Hosting Applications in the Cloud
These days, many IT executives believe that it is easier to deploy applications in the cloud than on-prem. They are also often under the misconception that once an application is hosted in the cloud, it is the responsibility of the cloud service provider to maintain the availability and performance of the application. This tends to be far from the reality and we have provided several reasons that IT teams can use to justify why relying on cloud native tools alone may increase costs and reduce service quality, see: White Paper | Top 10 Requirements for Performance Monitoring of Cloud Applications and Infrastructures.
In this blog, we will present a real-world case study of a logistics application deployed on the cloud and how a critical issue with this application was detected and addressed. This case study details the challenges an organization faces in getting help from cloud service providers when problems happen and how having their own monitoring tools and expertise in analyzing application performance is key for success.
The application involved in this case study is web-based, uses a multi-tier architecture, including a Java web front-end with an RDS database backend. RDS was chosen for its many benefits – reliability, scalability, etc. In this blog, I have included performance graphs of key metrics to provide useful reference points for those troubleshooting database-backed applications deployed on the cloud.
The Application Slowness Issue
During the busy retail period leading up to Christmas, administrators noticed a significant application slowdown. Every hour, the application has an order processing task that analyzes all orders from the previous hour and sends them for processing. Around Thursday 15th December, and again on Monday 19th December, issues were noticed with the application. Order processing which usually took less than 30 mins was suddenly taking well over 60 mins and sometimes taking as long as 2hrs (see Figure 1).
The Application Team’s Analysis: “It’s a Database Problem”
The problem was deemed to be an “application problem” and passed to the application team for analysis. The application team could see that TCP connections to the application server had increased significantly around the same times that order processing was slow (see Figure 2). This showed that there was clearly a problem.
eG Enterprise had already been configured to track connections from the application server to the database server and it clearly showed that most of the connections in Figure 2 were connections established to the database server. The application team then concluded that there was probably a problem with the database server.

Goals |
1: According to the cloud application case study, how long did order processing usually take before the slowdown?
2: Translate this sentence from the cloud application case study into Spanish: "RDS was chosen for its many benefits – reliability, scalability, etc."
3: Go on with the cloud application case study, picking up right after its last sentence.
The records are not needed here.

Supplied material |
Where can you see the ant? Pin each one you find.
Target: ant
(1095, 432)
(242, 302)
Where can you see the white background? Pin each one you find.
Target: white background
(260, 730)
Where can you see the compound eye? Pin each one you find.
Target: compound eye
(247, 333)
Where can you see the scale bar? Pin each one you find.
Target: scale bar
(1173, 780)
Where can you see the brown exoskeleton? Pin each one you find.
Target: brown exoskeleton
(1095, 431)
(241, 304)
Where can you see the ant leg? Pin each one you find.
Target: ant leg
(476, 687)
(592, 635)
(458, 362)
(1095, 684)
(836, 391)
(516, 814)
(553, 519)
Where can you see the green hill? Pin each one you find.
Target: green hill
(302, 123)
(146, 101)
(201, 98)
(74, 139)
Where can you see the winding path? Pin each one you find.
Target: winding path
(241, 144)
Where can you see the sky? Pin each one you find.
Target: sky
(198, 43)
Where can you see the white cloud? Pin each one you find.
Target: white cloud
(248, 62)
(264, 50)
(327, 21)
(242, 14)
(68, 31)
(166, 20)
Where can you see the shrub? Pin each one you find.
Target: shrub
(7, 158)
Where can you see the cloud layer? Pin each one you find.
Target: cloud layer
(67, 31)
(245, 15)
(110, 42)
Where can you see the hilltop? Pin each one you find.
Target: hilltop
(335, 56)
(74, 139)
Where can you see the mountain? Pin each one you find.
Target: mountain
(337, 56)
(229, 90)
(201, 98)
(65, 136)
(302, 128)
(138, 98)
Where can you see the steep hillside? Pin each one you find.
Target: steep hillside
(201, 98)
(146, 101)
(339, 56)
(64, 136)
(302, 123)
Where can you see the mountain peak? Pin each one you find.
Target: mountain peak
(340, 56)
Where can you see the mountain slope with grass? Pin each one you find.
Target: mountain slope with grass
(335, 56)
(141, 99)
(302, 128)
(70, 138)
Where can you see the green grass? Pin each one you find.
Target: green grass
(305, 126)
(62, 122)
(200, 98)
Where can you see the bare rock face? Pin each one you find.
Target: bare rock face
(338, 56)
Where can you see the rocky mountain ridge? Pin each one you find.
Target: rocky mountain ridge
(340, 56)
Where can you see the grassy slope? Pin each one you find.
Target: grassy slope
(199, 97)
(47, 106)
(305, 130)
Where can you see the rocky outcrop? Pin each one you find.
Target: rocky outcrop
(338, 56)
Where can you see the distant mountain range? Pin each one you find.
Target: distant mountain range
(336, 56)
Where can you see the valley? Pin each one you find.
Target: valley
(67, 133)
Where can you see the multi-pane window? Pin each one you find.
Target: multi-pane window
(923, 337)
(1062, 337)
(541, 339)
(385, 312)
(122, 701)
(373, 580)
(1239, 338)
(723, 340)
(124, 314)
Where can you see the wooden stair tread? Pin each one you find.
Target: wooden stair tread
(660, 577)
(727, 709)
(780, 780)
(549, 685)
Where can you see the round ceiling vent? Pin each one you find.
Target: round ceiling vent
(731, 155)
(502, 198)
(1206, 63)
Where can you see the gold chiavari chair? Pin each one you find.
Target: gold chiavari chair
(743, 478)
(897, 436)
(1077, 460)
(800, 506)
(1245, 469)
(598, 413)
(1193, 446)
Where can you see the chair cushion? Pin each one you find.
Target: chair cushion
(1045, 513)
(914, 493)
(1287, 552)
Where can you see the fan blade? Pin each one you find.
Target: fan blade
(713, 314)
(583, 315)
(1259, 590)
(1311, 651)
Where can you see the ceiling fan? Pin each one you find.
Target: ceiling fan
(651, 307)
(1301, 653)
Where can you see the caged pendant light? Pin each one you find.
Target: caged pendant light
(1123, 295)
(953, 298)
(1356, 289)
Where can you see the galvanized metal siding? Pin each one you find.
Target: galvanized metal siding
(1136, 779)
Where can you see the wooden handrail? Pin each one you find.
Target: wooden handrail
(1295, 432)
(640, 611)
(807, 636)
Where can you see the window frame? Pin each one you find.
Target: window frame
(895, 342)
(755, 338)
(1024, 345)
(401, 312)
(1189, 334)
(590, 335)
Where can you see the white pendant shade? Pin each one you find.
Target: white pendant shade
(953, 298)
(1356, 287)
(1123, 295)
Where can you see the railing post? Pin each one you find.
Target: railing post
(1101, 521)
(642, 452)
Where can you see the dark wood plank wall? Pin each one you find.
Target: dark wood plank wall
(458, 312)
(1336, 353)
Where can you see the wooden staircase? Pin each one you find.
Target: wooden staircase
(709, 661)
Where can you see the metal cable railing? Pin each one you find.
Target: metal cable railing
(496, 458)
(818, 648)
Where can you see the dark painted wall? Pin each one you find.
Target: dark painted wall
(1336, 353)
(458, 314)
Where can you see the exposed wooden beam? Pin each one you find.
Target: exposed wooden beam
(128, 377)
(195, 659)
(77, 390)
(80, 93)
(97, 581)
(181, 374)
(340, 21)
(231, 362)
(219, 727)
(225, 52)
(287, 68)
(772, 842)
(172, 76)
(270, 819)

Results of the exercise |
1: Less than 30 minutes.

2: Se eligió RDS por sus numerosas ventajas: fiabilidad, escalabilidad, etc.

3:
The application used database connection pooling and eG Enterprise was configured to monitor connections in the database pool that were active and in use. Figure 3 below proves that indeed the bottleneck was likely to be backend access to the database service (RDS). There were almost 1000 active connections suddenly to the backend. Notice database connections used to be around 250 at most times in the past, with the odd spike reaching 500 connections.
No changes to the application code had been made in the previous 6 weeks as the business had been in a code freeze period given the critical Christmas holiday retail season. This is a common best practice used in many enterprise organizations to minimize the risk of outages and to minimize MTTR in the event of an incident during the holiday season. Since no changes to the application code had been made, it could not have been an application issue. So was it a database issue?
On a related note, the importance of tracking application and configuration changes and how to do this was covered in a recent article by a colleague, see: Configuration and Change Tracking is a Key for IT Observability.
The Database Team’s Analysis: “It’s an Application Problem”
The database team used their expert tools for analysis. eG Enterprise was also available to provide a single pane of glass across the entire IT landscape across teams. Both sets of tools did not indicate any critical problems at the database level. The database service had some memory constraints, but this had been the case for several weeks and the application had been working fine.
AWS CloudWatch was in place and used to track the database service’s CPU usage and there had been no change in behavior over the previous month either.
Read and write latency for the database service had not changed significantly and showed no abnormalities that correlated with the increased connection and TCP data.
Read and Write IOPS to the database service had not changed either. That is, the database load had not changed either (see Figure 6).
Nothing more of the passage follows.